--- Problem ---
Exclude any images and output the remaining records exactly.

--- Data for analysis ---
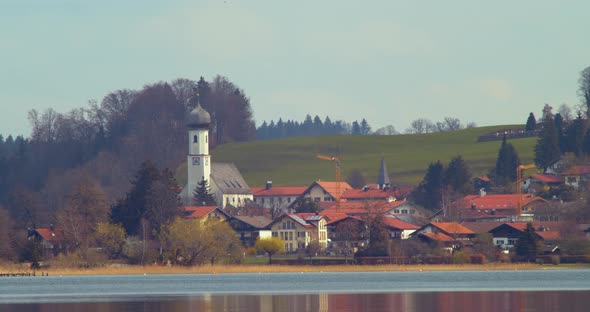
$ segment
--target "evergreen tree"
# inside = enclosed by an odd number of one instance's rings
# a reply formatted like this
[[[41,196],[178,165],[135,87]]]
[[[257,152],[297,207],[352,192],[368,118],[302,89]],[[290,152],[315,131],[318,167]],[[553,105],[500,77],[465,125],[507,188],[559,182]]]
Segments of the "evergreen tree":
[[[535,114],[532,112],[529,114],[529,118],[526,120],[526,126],[524,127],[525,131],[534,131],[537,128],[537,120],[535,119]]]
[[[211,189],[209,188],[209,181],[205,180],[204,177],[193,191],[193,200],[197,206],[217,205],[215,195],[211,193]]]
[[[576,156],[581,156],[583,153],[583,142],[584,136],[586,134],[586,121],[583,119],[582,115],[578,113],[576,119],[570,123],[567,127],[566,133],[564,135],[564,143],[562,152],[573,152]]]
[[[153,181],[146,196],[145,218],[150,221],[152,231],[160,234],[161,227],[180,216],[182,203],[178,196],[178,183],[168,168],[160,179]]]
[[[440,161],[430,163],[424,179],[412,193],[414,202],[429,210],[440,208],[444,172],[445,168]]]
[[[361,134],[362,135],[368,135],[371,134],[371,126],[369,126],[369,123],[367,122],[367,120],[365,118],[363,118],[363,120],[361,120]]]
[[[361,125],[356,120],[352,122],[351,134],[354,134],[354,135],[362,134],[361,133]]]
[[[538,250],[539,238],[535,232],[535,228],[529,222],[526,225],[526,229],[519,236],[518,241],[514,245],[516,255],[524,259],[525,261],[535,261]]]
[[[535,164],[543,168],[543,172],[553,163],[559,160],[561,152],[557,138],[557,130],[551,114],[543,119],[543,128],[541,129],[539,140],[535,145]]]
[[[471,172],[460,155],[453,157],[449,162],[444,172],[444,183],[459,194],[465,195],[473,191]]]
[[[120,224],[128,235],[140,234],[141,219],[146,213],[146,198],[154,181],[160,179],[158,168],[145,161],[132,182],[131,190],[125,198],[119,200],[111,209],[111,220]]]
[[[506,142],[506,136],[502,139],[502,145],[498,151],[494,176],[496,183],[507,185],[516,181],[516,168],[520,165],[520,158],[512,144]]]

--- Output below ---
$ segment
--target "evergreen tree"
# inside = enclosed by an odd number of one instance's rings
# a reply formatted like this
[[[41,196],[178,165],[135,87]]]
[[[257,152],[297,207],[352,192],[368,118],[302,89]],[[290,152],[315,131],[318,167]],[[553,105],[500,77],[465,125],[507,188],[559,182]]]
Segments of the "evergreen tree":
[[[535,114],[532,112],[529,114],[529,118],[526,120],[526,126],[524,127],[525,131],[534,131],[537,128],[537,120],[535,119]]]
[[[211,189],[209,188],[209,181],[205,180],[204,177],[193,191],[193,200],[197,206],[217,205],[215,195],[211,193]]]
[[[576,156],[581,156],[583,153],[583,142],[584,136],[586,134],[586,121],[583,119],[582,115],[578,113],[576,119],[570,123],[567,127],[566,133],[564,135],[564,143],[562,152],[573,152]]]
[[[153,181],[146,196],[145,218],[150,221],[152,231],[160,234],[161,227],[180,216],[182,203],[178,196],[178,183],[168,168],[160,179]]]
[[[440,161],[430,163],[424,179],[412,193],[414,202],[429,210],[440,208],[444,172],[445,168]]]
[[[361,134],[362,135],[368,135],[371,134],[371,126],[369,126],[369,123],[367,122],[367,120],[365,118],[363,118],[363,120],[361,120]]]
[[[361,125],[356,120],[352,122],[351,134],[354,134],[354,135],[362,134],[361,133]]]
[[[538,250],[539,238],[535,232],[535,228],[529,222],[526,225],[526,229],[519,236],[518,241],[514,245],[516,255],[524,259],[525,261],[535,261]]]
[[[535,164],[543,168],[543,172],[553,163],[559,160],[561,152],[557,138],[557,130],[551,114],[543,119],[543,128],[541,129],[539,140],[535,145]]]
[[[471,172],[460,155],[453,157],[449,162],[444,172],[444,183],[459,194],[465,195],[473,191]]]
[[[120,224],[128,235],[140,234],[141,219],[146,213],[146,198],[154,181],[160,179],[158,168],[145,161],[132,182],[131,190],[125,198],[119,200],[111,209],[111,220]]]
[[[506,142],[506,136],[502,139],[502,145],[498,151],[494,176],[496,183],[507,185],[516,181],[516,168],[520,165],[520,158],[512,144]]]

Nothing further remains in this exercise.